In a decision Wednesday from Ottawa, policy makers led by Governor Tiff Macklem held the bank’s benchmark rate at 0.25 per cent and said they’ll leave it unchanged until economic slack is absorbed so that the 2 per cent inflation target is “sustainably achieved.” The central bank also retained a pledge to buy government bonds at the current pace and maintain extraordinary monetary policy stimulus throughout what it calls the recuperation phase of the recovery.

The accommodative stance is largely unchanged from the last policy statement in July, part of the central bank’s efforts to help pull Canada out of the deepest downturn since the Great Depression. At the same time, the bank indicated it’s prepared to make some alterations to policy by paring quantitative easing if needed.

“The Bank was deliberately cryptic about its intentions in terms of modifying the QE program, as it doesn’t want to see yields spike higher and dull the stimulus low rates across the curve are delivering,” CIBC Chief Economist Avery Shenfeld said by email. “At some point, it will have to slow its purchases down to avoid owning too large a share of the outstanding issues.”

The central bank removed language about being prepared to offer more stimulus if necessary. It also said bond purchases will be “calibrated” to provide the needed stimulus, which analysts speculated may be a signal Macklem is setting the stage to temper his reliance on purchases if massive holdings begin to overly shrink supply.

Canada’s dollar rose 0.6 per cent to $1.3160 against the U.S. dollar at 11:50 a.m. in Toronto trading. Yields on government 10-year bonds rose 2 basis points to 0.59 per cent.

The central bank’s commitment could keep the policy rate unchanged until at least 2023, based on forecasts released in July. But Macklem had indicated he may tinker with the asset purchase program before then.

Balance Sheet

Growth in the central bank’s balance sheet has already stalled at about $540 billion (US$410 billion) since mid July, or about 27 per cent of nominal GDP, as increased holdings of government bonds are offset by declining treasury bills.

There is nothing in the statement, however, that indicates any adjustments will be imminent, and the central bank will be wary of doing anything that drives up yields. Policy makers on Wednesday said they will continue to purchase government bonds at the current pace “until the recovery is well underway.”

Point-labeling rows
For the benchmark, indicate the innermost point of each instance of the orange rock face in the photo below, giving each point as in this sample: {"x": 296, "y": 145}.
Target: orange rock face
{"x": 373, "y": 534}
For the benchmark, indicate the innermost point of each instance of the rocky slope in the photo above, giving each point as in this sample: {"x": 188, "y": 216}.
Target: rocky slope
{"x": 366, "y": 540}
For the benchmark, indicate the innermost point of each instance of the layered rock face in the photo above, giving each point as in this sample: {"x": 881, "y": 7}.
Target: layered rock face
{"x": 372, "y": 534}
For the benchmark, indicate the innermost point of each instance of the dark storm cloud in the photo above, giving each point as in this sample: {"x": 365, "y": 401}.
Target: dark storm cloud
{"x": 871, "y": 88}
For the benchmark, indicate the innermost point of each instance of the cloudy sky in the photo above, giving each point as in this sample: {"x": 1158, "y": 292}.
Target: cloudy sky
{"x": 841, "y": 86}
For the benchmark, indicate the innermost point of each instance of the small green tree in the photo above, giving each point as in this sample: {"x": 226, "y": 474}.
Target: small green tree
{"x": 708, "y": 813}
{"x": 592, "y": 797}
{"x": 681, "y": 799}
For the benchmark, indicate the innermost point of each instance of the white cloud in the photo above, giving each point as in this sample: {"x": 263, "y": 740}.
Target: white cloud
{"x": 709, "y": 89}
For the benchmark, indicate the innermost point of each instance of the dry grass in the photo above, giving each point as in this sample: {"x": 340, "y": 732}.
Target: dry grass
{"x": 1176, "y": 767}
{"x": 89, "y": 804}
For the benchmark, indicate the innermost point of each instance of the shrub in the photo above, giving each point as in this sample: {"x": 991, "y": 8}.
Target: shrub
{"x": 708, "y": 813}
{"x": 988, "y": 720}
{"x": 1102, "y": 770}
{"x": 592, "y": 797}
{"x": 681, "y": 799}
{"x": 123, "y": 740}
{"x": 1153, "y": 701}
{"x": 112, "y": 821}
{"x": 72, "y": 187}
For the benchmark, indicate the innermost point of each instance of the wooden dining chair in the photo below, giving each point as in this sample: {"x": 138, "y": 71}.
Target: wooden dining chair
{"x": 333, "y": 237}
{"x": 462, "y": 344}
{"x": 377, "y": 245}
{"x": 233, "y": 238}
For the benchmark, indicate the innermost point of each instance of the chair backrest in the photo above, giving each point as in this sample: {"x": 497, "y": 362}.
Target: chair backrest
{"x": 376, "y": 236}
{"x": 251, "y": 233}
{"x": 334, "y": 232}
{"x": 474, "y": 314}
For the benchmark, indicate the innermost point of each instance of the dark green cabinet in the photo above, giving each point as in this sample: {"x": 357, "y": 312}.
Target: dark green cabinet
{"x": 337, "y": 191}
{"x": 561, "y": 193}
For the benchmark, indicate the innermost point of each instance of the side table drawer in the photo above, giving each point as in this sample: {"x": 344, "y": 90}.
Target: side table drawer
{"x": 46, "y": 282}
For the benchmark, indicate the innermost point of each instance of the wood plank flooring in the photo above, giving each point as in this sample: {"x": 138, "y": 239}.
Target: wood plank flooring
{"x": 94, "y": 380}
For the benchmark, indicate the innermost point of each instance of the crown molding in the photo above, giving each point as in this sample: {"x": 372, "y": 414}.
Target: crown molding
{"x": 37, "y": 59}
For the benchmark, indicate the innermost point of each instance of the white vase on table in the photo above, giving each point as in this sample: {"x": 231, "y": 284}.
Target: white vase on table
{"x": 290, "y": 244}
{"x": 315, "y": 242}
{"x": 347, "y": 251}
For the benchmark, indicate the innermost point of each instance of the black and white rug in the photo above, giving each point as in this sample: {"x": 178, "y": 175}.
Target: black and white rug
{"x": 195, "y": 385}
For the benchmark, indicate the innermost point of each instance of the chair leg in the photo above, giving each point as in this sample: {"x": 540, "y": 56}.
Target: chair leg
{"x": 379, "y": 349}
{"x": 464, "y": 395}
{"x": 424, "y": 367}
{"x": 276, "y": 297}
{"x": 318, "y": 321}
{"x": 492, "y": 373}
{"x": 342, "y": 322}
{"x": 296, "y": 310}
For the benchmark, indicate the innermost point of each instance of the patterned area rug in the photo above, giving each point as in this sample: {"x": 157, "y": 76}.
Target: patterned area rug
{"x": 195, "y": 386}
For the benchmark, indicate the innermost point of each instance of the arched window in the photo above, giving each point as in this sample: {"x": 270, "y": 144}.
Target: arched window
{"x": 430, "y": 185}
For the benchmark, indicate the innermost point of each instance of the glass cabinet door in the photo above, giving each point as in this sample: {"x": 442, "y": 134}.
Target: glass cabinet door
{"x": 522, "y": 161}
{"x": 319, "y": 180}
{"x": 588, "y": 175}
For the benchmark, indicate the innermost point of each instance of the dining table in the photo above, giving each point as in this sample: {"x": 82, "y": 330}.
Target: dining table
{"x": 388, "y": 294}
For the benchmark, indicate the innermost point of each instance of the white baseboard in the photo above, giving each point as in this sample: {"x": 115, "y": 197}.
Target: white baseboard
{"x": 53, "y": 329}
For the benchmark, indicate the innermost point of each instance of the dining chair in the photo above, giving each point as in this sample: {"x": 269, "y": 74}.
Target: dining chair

REQUIREMENTS
**a)** In the article on the Bank of Canada's rate decision, at what level did policy makers hold the benchmark rate?
**b)** Write a continuation of the article on the Bank of Canada's rate decision, picking up after its final sentence.

RESPONSES BY TASK
**a)** 0.25 per cent

**b)**
They also said the economy is evolving broadly in line with their July forecasts. While the bounce back in the third quarter looks to be faster than anticipated, the 13 per cent decline in output in the first half of this year was as expected. At the same time, business confidence and investment remains “subdued,” with the recovery likely to be long and uncertain.

What Bloomberg’s Economists Say

“We expect the October meeting will show the bank’s central forecast scenario is on the pessimistic side. Yet faster-than-expected recuperation is unlikely to move the policy needle, as portions of the economy will not be healthy for an extended period.”

–Andrew Husby

“While recent data during the reopening phase is encouraging, the Bank continues to expect the recuperation phase to be slow and choppy as the economy copes with ongoing uncertainty and structural challenges,” according to the statement.

One way to potentially ease off hard bond purchase guidance without spooking markets could be to introduce yield curve control, where the central bank targets a specific medium-term interest rate. That would allow it to purchase just enough bonds to keep rates on hold, without committing to a specific amount. Or the bank may simply acknowledge that as the economy recovers, fewer asset purchases will be needed, Shenfeld said.

Some clarity could come Thursday when Macklem is scheduled to give a speech and press conference. The next rate decision is Oct. 28.

–With assistance from Erik Hertzberg.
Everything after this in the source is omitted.